The law in the UK currently permits "proportionate force" if you are attacked or threatened. As to how far one can go to protect personal property, I'm not really sure. (...)
I would think though, as Michael says (and the police advise), that its probably wiser to let them take what they want (unless they are out to harm you specifically), especially if the intruders are armed and/or outnumber you.

I think it best that one take legal advice before undertaking any action against an intruder in the UK. I'm sure that solicitor services exist which allow one to contact a solicitor via mobile phone. Though looking up citations and delivering a legal opinion may well prove to be problematical under the circumstances.
One has to keep in mind that while the burglar has no fixed address as far as the police are concerned, the homeowner does. Given that householder irregularities in weapons registration, council tax, or TV Licensing fee arrears can be far more easily investigated by the authorities than upon the burglar it might be wise for the victim of a burglary to tidy up such details before contacting the police. Given the delay in police response (up to several days) in some UK jurisdictions there may be plenty of time.

- DESCRIPTION OF THE TASK: Write the next part of the discussion about UK law on force against intruders above, starting after its final sentence.

- DATASET CONTENT:

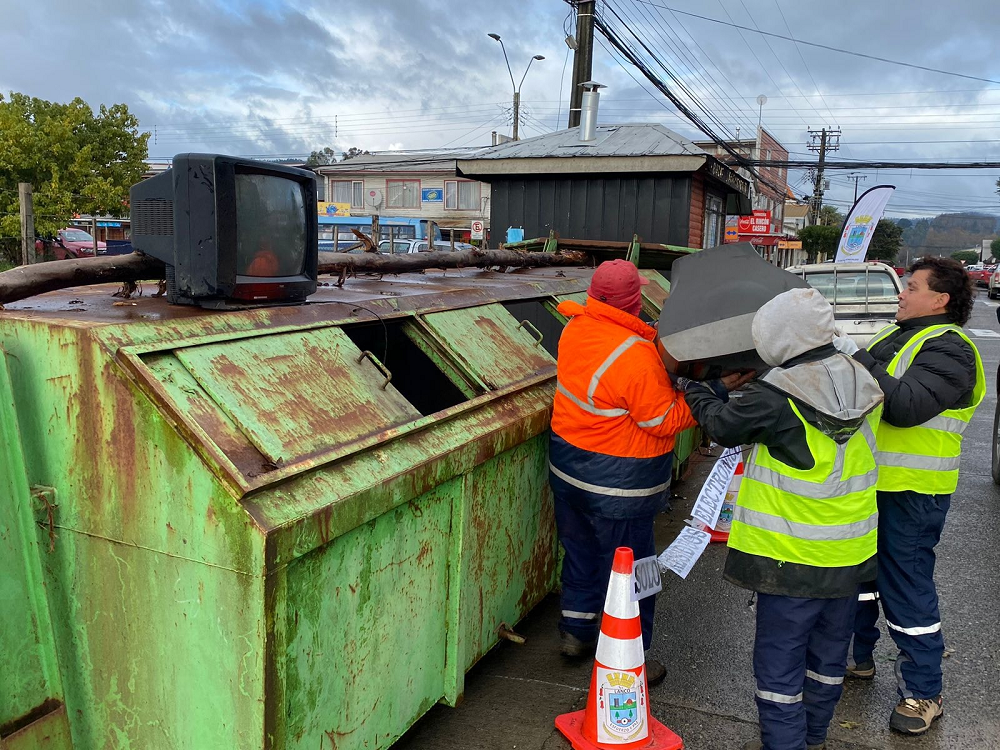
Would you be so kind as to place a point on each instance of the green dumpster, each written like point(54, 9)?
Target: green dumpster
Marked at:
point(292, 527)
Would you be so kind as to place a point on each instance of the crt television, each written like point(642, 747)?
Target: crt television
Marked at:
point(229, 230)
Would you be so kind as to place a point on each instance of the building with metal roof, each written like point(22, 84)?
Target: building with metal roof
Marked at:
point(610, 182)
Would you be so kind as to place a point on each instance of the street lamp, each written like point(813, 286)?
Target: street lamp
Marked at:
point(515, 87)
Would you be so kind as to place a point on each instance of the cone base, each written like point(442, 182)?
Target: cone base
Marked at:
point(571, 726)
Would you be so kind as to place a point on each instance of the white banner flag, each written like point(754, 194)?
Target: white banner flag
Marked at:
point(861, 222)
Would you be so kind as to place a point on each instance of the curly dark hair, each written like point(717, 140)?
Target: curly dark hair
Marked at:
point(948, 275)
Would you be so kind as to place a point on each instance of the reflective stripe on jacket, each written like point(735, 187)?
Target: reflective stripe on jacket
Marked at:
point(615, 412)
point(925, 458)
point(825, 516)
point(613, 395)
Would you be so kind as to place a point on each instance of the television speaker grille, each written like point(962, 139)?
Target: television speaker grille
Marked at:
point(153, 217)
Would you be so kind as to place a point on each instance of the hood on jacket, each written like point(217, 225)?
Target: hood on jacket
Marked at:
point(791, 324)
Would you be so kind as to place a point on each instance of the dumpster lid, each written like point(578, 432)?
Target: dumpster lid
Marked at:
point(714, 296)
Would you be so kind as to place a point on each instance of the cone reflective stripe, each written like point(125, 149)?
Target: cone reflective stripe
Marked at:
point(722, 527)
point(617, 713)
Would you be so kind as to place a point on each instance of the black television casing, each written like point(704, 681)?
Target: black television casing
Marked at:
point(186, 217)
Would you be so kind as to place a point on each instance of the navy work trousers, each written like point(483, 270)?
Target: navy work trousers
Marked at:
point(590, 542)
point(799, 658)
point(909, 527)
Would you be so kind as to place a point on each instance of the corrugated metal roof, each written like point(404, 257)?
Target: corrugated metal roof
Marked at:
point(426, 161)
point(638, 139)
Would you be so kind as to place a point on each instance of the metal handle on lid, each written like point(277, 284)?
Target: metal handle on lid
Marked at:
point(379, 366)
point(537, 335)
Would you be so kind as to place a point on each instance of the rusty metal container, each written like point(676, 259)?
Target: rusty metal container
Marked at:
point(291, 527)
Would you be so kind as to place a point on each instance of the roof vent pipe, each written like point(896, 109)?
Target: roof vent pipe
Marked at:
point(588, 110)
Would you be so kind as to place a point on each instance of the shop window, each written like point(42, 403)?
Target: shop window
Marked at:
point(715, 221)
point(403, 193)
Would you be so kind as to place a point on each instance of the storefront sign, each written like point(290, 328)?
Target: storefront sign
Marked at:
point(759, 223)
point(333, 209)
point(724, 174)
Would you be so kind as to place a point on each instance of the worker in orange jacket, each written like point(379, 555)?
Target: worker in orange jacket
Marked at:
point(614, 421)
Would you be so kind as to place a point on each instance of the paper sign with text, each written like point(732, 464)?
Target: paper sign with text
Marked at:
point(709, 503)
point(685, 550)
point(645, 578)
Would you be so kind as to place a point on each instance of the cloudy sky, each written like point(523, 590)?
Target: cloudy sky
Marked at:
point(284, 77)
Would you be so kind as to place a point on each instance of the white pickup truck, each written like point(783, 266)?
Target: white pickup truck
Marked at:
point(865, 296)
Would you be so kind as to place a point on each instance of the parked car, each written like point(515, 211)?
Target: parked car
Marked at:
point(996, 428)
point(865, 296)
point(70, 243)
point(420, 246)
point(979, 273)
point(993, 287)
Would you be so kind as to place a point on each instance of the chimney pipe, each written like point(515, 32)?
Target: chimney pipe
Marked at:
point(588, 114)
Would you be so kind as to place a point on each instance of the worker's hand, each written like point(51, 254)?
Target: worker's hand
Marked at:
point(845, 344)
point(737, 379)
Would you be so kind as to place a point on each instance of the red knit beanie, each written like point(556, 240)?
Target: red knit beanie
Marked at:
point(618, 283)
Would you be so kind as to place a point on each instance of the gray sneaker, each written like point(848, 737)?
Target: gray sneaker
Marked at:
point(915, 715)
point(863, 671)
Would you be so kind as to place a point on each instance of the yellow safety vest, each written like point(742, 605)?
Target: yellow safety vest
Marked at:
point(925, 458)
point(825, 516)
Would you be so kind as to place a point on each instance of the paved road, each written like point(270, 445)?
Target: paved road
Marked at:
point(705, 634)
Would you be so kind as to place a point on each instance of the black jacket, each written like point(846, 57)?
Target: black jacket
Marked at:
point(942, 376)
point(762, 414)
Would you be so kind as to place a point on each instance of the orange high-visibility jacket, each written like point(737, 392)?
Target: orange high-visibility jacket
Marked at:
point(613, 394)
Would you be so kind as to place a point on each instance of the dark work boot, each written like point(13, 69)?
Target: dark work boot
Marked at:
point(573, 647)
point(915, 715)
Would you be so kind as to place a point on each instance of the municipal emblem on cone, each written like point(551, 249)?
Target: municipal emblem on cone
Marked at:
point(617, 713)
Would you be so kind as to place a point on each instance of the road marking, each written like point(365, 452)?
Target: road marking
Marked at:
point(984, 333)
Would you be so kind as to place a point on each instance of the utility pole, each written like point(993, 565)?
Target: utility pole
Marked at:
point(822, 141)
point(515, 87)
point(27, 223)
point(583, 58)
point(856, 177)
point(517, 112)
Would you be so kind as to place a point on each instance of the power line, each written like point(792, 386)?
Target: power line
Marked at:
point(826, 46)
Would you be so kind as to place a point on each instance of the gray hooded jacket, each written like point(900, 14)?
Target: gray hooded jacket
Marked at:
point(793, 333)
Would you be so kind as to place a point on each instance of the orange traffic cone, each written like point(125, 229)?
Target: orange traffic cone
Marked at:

- FINAL ANSWER:
Originally posted by Richard Hawkes:

If there were only one intruder, one might be tempted to take them on - I'd feel pretty incensed if I found someone in my house and I'd probably want to beat the hell out of them for just being there. In fact most guys I know (not women) would think the same way. However, that isn't legal!

Most unwise. A much better policy would be to update your insurance cover in case an intruder should encounter an unsafe condition in your house, such as a loose roller-skate, overly-heavy computer, or any other hazard. A proper spirit of helpfulness (such as offering to help the burglar in his job of removal) may well be viewed kindly by the courts in mitigation.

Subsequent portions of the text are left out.